# Texte:
===

Le courrier
Présence policière sur le campus
J'ai lu les lettres de collègues professeurs et professeures
au sujet de la présence policière sur le campus
dans le numéro du 31 mars du journal Au fil des
événements et je veux leur exprimer mon appui
sans réserves. J'ai aussi été témoin
des faits produits à la cafétéria du pavillon
Charles-De Koninck le 24 février et, pour reprendre vos
mots, je dirais encore une fois: "Ces interventions m'ont
indignée et glacée d'effroi".
Le campus de l'Université Laval devrait être un
espace où le débat des idées politiques
se fasse selon les règles de jeu d'une société
démocratique, la présence répétée
et injustifiée des forces policières et de sécurité
ne fait que miner cette mission première de l'éducation
supérieure.
Nous devons tous nous sensibiliser en faveur d'une pensée
diverse et pluraliste, susceptible de s'exprimer dans la tolérance
et le respect des droits constitutionnels, tout en demandant
à l'administration de l'Université de cesser d'appeler
la police à chaque manifestation politique étudiante.
EMILIA I. DEFFIS
Professeure adjointe au
Département des littératures
Les dirigeants de demain?

===

# Données fournies:
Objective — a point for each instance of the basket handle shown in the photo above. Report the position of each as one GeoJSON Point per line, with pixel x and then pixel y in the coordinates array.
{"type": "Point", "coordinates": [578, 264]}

===

# Consigne:
Recopiez intégralement le texte ci-dessus sur la présence policière sur le campus, sans rien y changer.

# Réponse:
Le courrier
Présence policière sur le campus
J'ai lu les lettres de collègues professeurs et professeures
au sujet de la présence policière sur le campus
dans le numéro du 31 mars du journal Au fil des
événements et je veux leur exprimer mon appui
sans réserves. J'ai aussi été témoin
des faits produits à la cafétéria du pavillon
Charles-De Koninck le 24 février et, pour reprendre vos
mots, je dirais encore une fois: "Ces interventions m'ont
indignée et glacée d'effroi".
Le campus de l'Université Laval devrait être un
espace où le débat des idées politiques
se fasse selon les règles de jeu d'une société
démocratique, la présence répétée
et injustifiée des forces policières et de sécurité
ne fait que miner cette mission première de l'éducation
supérieure.
Nous devons tous nous sensibiliser en faveur d'une pensée
diverse et pluraliste, susceptible de s'exprimer dans la tolérance
et le respect des droits constitutionnels, tout en demandant
à l'administration de l'Université de cesser d'appeler
la police à chaque manifestation politique étudiante.
EMILIA I. DEFFIS
Professeure adjointe au
Département des littératures
Les dirigeants de demain?